Given information:
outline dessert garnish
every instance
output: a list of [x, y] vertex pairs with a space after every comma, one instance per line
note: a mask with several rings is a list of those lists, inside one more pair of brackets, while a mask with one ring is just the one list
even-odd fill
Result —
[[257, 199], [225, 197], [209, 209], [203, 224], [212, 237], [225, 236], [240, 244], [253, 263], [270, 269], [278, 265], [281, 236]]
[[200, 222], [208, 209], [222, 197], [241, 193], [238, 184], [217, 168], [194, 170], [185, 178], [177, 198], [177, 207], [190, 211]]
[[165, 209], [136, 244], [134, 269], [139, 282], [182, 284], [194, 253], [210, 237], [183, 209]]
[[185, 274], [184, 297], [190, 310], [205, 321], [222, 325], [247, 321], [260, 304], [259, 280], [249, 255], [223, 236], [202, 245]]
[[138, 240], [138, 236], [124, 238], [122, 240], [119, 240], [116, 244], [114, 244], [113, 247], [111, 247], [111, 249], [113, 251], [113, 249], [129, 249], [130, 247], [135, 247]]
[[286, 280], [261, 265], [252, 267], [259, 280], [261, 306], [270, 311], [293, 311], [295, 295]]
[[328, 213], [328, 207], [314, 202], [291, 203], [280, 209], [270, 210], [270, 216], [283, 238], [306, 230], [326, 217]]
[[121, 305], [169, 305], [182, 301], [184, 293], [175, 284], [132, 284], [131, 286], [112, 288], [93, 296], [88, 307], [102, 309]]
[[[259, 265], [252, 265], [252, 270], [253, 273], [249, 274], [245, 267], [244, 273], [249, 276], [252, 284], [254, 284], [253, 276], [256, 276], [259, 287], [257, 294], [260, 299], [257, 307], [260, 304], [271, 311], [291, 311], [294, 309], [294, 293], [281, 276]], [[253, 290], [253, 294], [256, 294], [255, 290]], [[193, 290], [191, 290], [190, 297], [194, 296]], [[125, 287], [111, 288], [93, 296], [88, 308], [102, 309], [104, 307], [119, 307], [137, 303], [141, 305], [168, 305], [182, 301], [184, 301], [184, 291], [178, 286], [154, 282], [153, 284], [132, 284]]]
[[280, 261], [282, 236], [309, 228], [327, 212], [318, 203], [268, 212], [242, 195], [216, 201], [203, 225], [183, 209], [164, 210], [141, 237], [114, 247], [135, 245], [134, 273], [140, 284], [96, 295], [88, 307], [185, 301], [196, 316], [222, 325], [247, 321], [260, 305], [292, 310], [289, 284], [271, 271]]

Work request: Exactly as written, reproduce the lines of the data above from the first line through the line where "even-odd fill" appears.

Result of the task:
outline dessert garnish
every instance
output: a list of [x, y] vertex pairs with a space after every comma, one instance per line
note: a mask with several rings is a list of those lists, inside one more pair of brackets, while a mask with one ring is just the one list
even-odd fill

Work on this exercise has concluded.